▶ Problème posé 1
D'après le récit de la traversée en pirogue, combien de passagers environ se trouvent à bord de l'embarcation ?
▶ Problème posé 2
Prolongez le récit de la traversée en pirogue à la suite de sa dernière phrase.

▶ Texte de la page
____

M'Backé ou les traversées de la vie
Huit ans de périples d'un sans-papiers sénégalais
La mer est agitée. Sous le ciel lourd et la pluie battante, les vagues se creusent. Pas de terre en vue à l'horizon, quelle que soit la direction où porte le regard. Aucun pêcheur, aucun marin, ne souhaiterait avoir à naviguer dans ces conditions. Pourtant, une pirogue fend les lames. À son bord, on distingue un amas de corps tassés les uns contre les autres. Ils sont une centaine, peut-être plus. Une grande bâche de plastique, volant au vent, en protège quelques-uns des trombes d'eau qui s'affalent sur l'embarcation. Certains des passagers n'avaient jamais pris la mer. Les yeux paniqués, ils implorent le ciel de leur venir en aide. Ils se serrent à leurs camarades ou s'agrippent aux bancs, cherchant du réconfort dans les yeux des pilotes de la pirogue. Eux sont concentrés, fixent la proue, essayant de prendre les vagues de face. C'est à ce moment qu'apparaissent les premiers corps. Il y en a des dizaines. On les aperçoit au gré du va-et-vient des vagues, inanimés à travers l'écume ; le rouge d'une étoffe, le jaune d'un T-shirt, le vert d'une robe ou d'un pantalon, autant de taches de couleur au milieu de cette grisaille. Et parfois, la blancheur luisante d'un œil, éteint à tout jamais.

____

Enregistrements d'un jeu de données
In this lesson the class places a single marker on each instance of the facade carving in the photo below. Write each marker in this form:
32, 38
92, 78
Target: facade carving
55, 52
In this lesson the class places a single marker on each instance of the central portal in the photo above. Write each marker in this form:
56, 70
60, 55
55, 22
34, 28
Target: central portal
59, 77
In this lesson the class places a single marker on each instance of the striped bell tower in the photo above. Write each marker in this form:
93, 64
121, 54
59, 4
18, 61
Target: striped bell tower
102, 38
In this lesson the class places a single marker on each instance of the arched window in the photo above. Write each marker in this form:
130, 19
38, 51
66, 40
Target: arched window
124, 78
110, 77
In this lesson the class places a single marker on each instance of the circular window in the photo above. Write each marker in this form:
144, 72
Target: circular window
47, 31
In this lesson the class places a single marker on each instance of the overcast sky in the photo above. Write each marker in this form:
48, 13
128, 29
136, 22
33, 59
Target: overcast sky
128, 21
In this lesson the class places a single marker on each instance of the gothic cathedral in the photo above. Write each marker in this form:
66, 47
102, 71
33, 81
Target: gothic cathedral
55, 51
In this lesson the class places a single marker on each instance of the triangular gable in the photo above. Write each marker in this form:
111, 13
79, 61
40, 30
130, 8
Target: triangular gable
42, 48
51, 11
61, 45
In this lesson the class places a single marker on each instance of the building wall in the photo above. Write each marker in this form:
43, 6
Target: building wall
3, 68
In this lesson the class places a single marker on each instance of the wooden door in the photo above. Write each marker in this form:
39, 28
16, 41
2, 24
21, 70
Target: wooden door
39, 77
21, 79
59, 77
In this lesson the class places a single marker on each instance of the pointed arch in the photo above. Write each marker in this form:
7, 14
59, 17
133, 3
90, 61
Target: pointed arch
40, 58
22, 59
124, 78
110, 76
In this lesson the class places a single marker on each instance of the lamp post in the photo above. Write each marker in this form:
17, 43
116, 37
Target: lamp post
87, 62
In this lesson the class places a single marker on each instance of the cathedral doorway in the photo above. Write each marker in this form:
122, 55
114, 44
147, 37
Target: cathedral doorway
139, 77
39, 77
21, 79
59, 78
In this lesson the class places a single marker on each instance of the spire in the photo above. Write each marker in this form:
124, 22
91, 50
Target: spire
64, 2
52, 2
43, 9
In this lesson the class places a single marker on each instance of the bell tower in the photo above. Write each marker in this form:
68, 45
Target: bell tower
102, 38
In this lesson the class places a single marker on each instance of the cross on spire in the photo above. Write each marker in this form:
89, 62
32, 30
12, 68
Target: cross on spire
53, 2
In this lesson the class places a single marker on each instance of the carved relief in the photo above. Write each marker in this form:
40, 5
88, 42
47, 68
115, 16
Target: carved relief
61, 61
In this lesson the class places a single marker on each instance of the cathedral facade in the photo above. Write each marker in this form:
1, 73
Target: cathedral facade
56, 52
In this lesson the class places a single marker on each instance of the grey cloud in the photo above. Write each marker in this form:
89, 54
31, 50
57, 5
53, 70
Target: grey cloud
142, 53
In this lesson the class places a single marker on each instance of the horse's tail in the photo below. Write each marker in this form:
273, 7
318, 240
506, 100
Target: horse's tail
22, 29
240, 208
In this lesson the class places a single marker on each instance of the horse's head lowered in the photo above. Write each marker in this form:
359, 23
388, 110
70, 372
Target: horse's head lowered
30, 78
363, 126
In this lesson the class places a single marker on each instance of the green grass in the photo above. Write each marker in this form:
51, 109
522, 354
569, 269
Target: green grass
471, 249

____

▶ Réponse finale 1
Ils sont une centaine, peut-être plus.

▶ Réponse finale 2
Quand il raconte sa traversée, M’Backé est calme. Comme à chacune des rares fois où il fait part de son histoire, on sent poindre une forme d'optimisme dans sa voix. Il visualise la scène en parlant. Cligne des yeux. Sourit. Dédramatise. Il n' y a rien d'exceptionnel selon lui, à avoir quitté son pays dans une pirogue, à avoir navigué pendant dix jours, entassés à 100 ou 130 personnes sur une embarcation d'une quinzaine de mètres, traversant des tempêtes, avec pour seuls vêtements un jean et un T-shirt. Il parle sans s'arrêter, s'attarde sur des détails. Il alterne entre l'espagnol et le français. Sourit encore. Ne se plaint pas. C'est l'histoire banale d'un garçon qui part sur un coup de tête, après être tombé sur un groupe de personnes se préparant au voyage sur le bord d'une plage. Tenter l'aventure, avec pour seule image en tête une Europe de carte postale, où abondent travail et argent.
Le périple vers l'Europe de M’Backé aura duré huit ans, si on estime qu'il en est aujourd'hui arrivé au bout. Huit ans de galères, de petits boulots, d'insécurité et de rencontres diverses. Huit ans, et toujours la même obstination. On le lit dans son regard, à la fois sombre et déterminé. Têtu ? Oui, certainement, mais aussi réaliste. Il avoue avec le recul que son départ était un geste inconsidéré. Si tout était à refaire, il serait plutôt resté auprès de sa famille, à Dakar.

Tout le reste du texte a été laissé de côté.